Check every line below for the string "blue", and copy the lines that contain it.

STUDY MATERIAL:
--- START ---

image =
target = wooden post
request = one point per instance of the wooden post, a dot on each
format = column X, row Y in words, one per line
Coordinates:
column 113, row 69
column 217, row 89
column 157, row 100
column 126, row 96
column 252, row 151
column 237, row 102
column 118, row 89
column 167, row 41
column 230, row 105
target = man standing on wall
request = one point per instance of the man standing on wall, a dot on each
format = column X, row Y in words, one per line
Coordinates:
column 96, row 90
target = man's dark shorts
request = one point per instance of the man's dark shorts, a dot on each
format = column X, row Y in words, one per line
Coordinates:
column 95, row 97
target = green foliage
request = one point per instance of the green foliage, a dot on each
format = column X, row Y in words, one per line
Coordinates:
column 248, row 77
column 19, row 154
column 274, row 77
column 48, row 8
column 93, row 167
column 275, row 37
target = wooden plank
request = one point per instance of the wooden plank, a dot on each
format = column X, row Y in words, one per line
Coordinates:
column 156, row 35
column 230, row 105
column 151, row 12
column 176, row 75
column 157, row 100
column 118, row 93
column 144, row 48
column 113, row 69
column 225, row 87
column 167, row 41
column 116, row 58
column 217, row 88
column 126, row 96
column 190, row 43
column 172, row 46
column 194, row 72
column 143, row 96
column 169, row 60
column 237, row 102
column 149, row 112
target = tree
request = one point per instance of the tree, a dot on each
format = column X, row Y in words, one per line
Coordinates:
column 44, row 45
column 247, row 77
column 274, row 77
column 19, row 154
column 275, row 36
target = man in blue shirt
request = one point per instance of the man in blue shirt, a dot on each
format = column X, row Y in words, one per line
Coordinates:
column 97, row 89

--- END ---
--- START ---

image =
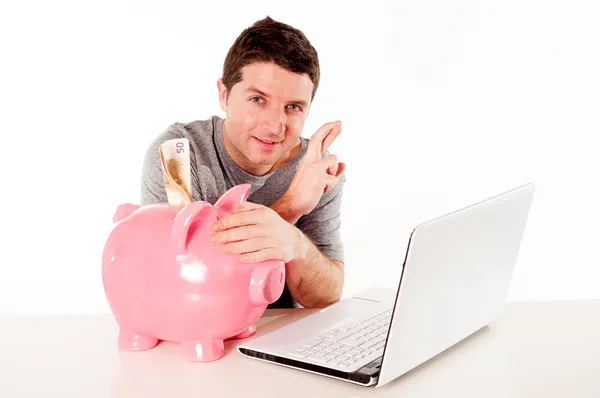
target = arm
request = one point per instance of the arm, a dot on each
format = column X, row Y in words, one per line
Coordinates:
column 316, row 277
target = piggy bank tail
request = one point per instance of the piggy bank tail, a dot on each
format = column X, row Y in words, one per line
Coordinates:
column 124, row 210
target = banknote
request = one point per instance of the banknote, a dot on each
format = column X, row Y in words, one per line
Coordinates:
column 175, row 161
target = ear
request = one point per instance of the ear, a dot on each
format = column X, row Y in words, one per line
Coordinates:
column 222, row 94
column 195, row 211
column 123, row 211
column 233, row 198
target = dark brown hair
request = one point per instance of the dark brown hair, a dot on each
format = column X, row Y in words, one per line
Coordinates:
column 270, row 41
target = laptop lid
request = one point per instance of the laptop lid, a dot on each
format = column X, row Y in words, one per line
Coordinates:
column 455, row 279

--- END ---

OUTPUT FOR THIS TASK:
target = man in blue shirt
request = one point per instance of the man in blue shirt, a dot on each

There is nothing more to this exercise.